> RECORDS SUPPLIED:
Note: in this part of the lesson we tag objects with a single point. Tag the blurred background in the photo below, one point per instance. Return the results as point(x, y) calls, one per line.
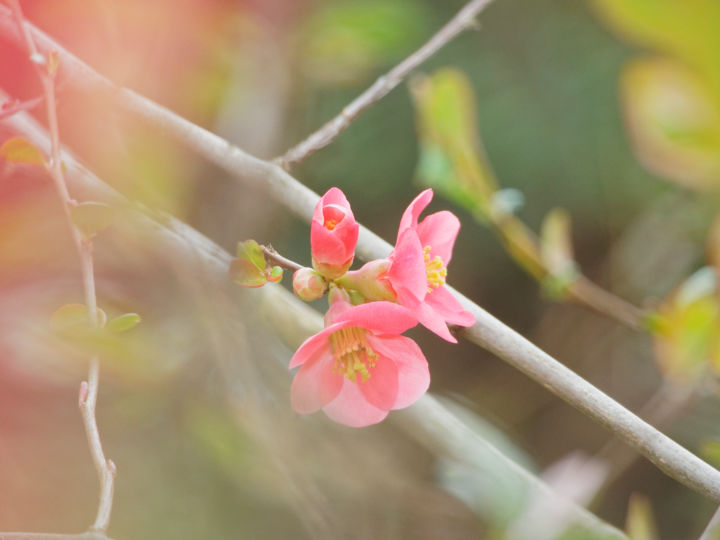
point(608, 110)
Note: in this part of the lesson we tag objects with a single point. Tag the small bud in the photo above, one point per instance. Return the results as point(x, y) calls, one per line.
point(333, 235)
point(308, 284)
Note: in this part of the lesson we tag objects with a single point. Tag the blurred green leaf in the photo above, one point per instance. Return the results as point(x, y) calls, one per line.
point(640, 523)
point(19, 150)
point(674, 121)
point(343, 41)
point(275, 274)
point(92, 217)
point(451, 156)
point(710, 451)
point(687, 334)
point(687, 30)
point(124, 322)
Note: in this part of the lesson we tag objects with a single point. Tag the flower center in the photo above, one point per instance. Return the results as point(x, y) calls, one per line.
point(434, 269)
point(353, 354)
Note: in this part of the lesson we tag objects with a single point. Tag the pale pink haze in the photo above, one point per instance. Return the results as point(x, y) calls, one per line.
point(333, 234)
point(414, 273)
point(359, 367)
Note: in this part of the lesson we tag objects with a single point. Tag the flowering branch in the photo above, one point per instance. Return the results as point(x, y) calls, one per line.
point(465, 18)
point(46, 66)
point(488, 332)
point(428, 421)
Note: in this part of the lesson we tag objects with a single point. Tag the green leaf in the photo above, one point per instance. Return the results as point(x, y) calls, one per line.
point(72, 321)
point(124, 322)
point(19, 150)
point(251, 251)
point(674, 120)
point(246, 274)
point(92, 217)
point(345, 40)
point(452, 159)
point(687, 337)
point(275, 274)
point(556, 253)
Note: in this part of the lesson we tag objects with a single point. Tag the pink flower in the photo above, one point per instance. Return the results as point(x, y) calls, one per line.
point(333, 235)
point(359, 367)
point(414, 273)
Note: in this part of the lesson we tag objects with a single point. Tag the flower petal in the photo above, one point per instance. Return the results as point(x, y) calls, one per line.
point(449, 308)
point(433, 321)
point(379, 317)
point(407, 272)
point(352, 409)
point(312, 344)
point(335, 195)
point(413, 211)
point(381, 388)
point(412, 367)
point(439, 231)
point(315, 385)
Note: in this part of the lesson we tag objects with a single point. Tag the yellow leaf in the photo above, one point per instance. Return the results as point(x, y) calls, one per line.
point(19, 150)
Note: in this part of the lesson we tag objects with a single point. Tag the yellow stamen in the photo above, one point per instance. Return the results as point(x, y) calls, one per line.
point(434, 269)
point(353, 354)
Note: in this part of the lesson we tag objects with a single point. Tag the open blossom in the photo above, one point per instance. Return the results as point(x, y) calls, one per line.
point(359, 367)
point(414, 273)
point(333, 235)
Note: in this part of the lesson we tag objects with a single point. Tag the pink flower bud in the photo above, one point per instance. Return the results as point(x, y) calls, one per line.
point(333, 235)
point(308, 284)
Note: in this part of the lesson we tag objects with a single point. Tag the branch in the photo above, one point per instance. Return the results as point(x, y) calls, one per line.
point(464, 19)
point(712, 531)
point(88, 390)
point(427, 421)
point(488, 332)
point(53, 536)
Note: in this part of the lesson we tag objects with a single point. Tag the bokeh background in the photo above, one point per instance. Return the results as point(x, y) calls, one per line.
point(607, 109)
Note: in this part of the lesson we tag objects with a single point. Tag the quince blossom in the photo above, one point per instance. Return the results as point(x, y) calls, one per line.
point(359, 367)
point(333, 235)
point(414, 273)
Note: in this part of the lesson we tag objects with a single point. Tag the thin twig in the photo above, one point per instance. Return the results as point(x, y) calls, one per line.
point(88, 390)
point(53, 536)
point(428, 421)
point(488, 332)
point(279, 260)
point(465, 18)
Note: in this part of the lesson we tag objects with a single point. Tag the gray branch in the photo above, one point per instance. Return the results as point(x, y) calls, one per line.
point(321, 138)
point(488, 332)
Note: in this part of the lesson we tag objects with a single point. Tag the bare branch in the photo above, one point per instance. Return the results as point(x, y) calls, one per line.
point(53, 536)
point(712, 531)
point(318, 140)
point(427, 421)
point(488, 332)
point(105, 468)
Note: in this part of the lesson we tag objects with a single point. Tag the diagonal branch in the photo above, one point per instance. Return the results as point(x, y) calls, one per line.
point(427, 421)
point(488, 332)
point(465, 18)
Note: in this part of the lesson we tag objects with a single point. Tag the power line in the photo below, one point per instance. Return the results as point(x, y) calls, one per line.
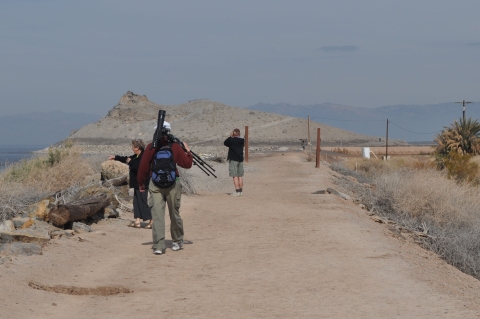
point(324, 118)
point(413, 131)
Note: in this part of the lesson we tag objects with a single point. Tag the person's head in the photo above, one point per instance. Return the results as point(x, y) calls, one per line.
point(138, 146)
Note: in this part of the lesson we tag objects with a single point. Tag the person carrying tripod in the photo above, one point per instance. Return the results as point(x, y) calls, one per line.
point(165, 193)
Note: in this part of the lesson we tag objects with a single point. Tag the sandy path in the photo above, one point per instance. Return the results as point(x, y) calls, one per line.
point(276, 252)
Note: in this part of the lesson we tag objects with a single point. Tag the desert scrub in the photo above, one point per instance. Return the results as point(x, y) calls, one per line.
point(28, 181)
point(425, 200)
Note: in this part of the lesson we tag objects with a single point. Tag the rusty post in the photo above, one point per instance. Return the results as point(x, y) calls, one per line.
point(246, 144)
point(317, 157)
point(308, 133)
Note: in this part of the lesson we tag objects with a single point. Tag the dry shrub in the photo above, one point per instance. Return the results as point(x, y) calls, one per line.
point(340, 150)
point(58, 170)
point(28, 181)
point(309, 156)
point(428, 195)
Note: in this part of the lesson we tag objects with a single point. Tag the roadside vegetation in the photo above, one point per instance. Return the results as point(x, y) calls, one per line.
point(62, 172)
point(436, 195)
point(28, 181)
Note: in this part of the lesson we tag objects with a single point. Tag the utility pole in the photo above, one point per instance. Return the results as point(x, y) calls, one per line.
point(317, 157)
point(386, 144)
point(246, 144)
point(463, 103)
point(308, 129)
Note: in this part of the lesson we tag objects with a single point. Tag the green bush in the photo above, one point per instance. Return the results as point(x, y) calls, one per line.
point(461, 168)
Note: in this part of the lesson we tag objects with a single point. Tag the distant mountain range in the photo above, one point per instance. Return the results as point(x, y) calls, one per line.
point(41, 128)
point(406, 122)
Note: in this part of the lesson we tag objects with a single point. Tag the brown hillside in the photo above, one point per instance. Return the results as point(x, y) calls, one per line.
point(204, 121)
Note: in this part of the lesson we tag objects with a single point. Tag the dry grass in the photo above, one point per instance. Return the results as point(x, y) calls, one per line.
point(425, 200)
point(28, 181)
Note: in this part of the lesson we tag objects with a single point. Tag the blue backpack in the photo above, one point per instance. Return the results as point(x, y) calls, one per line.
point(164, 167)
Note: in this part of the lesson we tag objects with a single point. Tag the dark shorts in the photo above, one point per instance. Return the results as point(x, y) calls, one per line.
point(235, 169)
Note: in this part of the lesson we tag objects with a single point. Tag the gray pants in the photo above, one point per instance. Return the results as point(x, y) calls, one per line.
point(140, 206)
point(161, 197)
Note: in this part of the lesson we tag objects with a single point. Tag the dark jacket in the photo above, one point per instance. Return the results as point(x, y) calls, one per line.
point(182, 159)
point(235, 148)
point(133, 166)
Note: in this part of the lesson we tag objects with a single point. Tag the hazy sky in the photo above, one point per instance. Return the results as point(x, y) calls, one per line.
point(84, 55)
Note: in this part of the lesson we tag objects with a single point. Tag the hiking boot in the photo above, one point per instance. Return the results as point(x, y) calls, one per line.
point(177, 246)
point(159, 251)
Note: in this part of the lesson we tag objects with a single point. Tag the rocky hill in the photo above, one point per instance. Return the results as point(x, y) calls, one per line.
point(206, 122)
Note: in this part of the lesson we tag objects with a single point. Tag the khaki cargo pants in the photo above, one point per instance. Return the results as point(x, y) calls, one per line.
point(159, 198)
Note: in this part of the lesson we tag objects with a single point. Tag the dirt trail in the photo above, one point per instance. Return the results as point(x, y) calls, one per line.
point(276, 252)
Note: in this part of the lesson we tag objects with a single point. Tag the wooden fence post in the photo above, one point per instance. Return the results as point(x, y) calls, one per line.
point(317, 157)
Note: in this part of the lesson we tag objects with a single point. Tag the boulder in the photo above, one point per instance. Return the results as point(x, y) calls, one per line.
point(113, 169)
point(24, 237)
point(7, 226)
point(19, 221)
point(95, 190)
point(110, 212)
point(40, 209)
point(17, 248)
point(81, 228)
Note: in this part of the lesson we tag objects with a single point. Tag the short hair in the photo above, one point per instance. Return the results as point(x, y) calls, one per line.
point(138, 143)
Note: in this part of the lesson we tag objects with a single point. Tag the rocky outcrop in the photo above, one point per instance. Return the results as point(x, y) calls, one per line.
point(113, 169)
point(131, 97)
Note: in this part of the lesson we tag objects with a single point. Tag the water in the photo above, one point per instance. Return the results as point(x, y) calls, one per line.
point(13, 153)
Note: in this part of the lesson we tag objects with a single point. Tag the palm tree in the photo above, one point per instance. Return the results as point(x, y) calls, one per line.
point(462, 137)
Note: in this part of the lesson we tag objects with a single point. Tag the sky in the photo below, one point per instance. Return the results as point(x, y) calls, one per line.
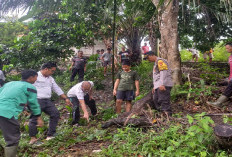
point(17, 13)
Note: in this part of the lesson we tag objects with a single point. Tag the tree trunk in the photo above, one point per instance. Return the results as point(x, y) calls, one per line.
point(168, 27)
point(152, 35)
point(133, 42)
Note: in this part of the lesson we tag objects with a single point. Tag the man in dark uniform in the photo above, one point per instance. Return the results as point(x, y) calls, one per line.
point(78, 67)
point(13, 97)
point(162, 81)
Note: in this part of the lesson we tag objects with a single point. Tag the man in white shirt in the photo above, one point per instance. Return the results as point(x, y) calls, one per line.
point(45, 84)
point(81, 94)
point(195, 54)
point(2, 78)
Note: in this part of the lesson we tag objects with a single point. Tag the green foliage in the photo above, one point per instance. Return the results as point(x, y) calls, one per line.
point(220, 54)
point(211, 74)
point(95, 74)
point(193, 140)
point(144, 71)
point(195, 92)
point(93, 57)
point(10, 30)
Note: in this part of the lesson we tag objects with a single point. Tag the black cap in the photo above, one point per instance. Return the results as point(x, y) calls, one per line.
point(149, 53)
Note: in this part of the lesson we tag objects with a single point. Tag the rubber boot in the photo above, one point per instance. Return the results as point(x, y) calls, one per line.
point(222, 99)
point(11, 151)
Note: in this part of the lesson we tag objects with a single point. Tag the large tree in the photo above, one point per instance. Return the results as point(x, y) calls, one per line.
point(168, 27)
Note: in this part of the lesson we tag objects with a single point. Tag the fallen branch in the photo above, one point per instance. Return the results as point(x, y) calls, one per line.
point(144, 119)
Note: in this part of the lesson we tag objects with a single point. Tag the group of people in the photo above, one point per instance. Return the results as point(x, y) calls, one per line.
point(196, 55)
point(34, 92)
point(228, 91)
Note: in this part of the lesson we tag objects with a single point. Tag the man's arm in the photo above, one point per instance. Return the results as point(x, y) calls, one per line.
point(34, 105)
point(66, 99)
point(137, 87)
point(59, 92)
point(116, 86)
point(83, 107)
point(163, 67)
point(71, 66)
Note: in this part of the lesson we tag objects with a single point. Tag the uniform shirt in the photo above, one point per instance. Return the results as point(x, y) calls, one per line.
point(230, 63)
point(45, 86)
point(127, 80)
point(14, 95)
point(79, 63)
point(124, 55)
point(162, 74)
point(107, 56)
point(194, 51)
point(145, 49)
point(2, 76)
point(76, 91)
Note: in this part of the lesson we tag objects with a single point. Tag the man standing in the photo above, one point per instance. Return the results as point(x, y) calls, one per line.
point(45, 84)
point(106, 58)
point(162, 81)
point(145, 48)
point(81, 94)
point(13, 97)
point(124, 55)
point(228, 91)
point(195, 54)
point(78, 66)
point(2, 78)
point(210, 54)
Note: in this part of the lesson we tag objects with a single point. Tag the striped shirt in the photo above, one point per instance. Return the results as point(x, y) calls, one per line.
point(45, 86)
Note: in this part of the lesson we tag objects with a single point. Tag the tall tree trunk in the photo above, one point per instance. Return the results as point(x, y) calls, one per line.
point(133, 42)
point(168, 26)
point(152, 35)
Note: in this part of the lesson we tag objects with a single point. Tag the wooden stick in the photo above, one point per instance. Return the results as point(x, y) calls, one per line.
point(219, 114)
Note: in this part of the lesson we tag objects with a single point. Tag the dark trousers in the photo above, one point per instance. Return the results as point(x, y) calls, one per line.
point(49, 108)
point(1, 82)
point(80, 73)
point(10, 130)
point(76, 107)
point(162, 100)
point(228, 90)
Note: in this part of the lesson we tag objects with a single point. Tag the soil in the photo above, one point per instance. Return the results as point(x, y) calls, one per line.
point(181, 106)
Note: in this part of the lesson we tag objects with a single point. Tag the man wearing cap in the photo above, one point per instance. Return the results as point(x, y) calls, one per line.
point(162, 81)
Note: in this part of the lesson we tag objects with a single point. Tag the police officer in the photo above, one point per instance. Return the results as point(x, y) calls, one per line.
point(162, 82)
point(78, 67)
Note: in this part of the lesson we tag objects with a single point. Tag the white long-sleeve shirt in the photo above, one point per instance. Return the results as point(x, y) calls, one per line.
point(2, 76)
point(76, 91)
point(45, 86)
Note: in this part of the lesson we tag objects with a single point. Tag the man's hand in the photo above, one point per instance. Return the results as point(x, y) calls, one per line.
point(153, 91)
point(90, 97)
point(86, 116)
point(162, 88)
point(114, 92)
point(68, 102)
point(137, 93)
point(40, 122)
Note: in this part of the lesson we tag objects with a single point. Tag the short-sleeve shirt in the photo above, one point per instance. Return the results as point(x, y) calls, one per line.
point(107, 56)
point(76, 91)
point(13, 97)
point(145, 49)
point(194, 51)
point(79, 63)
point(124, 55)
point(127, 80)
point(230, 63)
point(2, 76)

> YOUR TASK: Quote exactly the line containing "Tag the white" and every later line through the end of the listing, and no other lines.

> WRITTEN SOLUTION:
Note: in this part of the lesson we tag objects with a single point. Tag the white long-sleeve shirt in the photo above, one point per instance. Return the results as point(x, y) calls, one per line.
point(2, 76)
point(76, 91)
point(45, 86)
Note: in this part of the lesson we tag objects with a single point. Tag the man's hand in the photo above, one point per instance. Return the results as point(x, y) calls, one per line.
point(153, 91)
point(90, 97)
point(86, 116)
point(162, 88)
point(114, 92)
point(68, 102)
point(137, 93)
point(40, 122)
Note: in this part of the lesson we tag objects with a single point. Tag the short-sleeve shirt in the photo above, one point per instance. Return the results as point(x, y) calls, one per line.
point(107, 56)
point(76, 91)
point(13, 97)
point(145, 49)
point(194, 51)
point(79, 63)
point(124, 55)
point(127, 80)
point(230, 63)
point(2, 76)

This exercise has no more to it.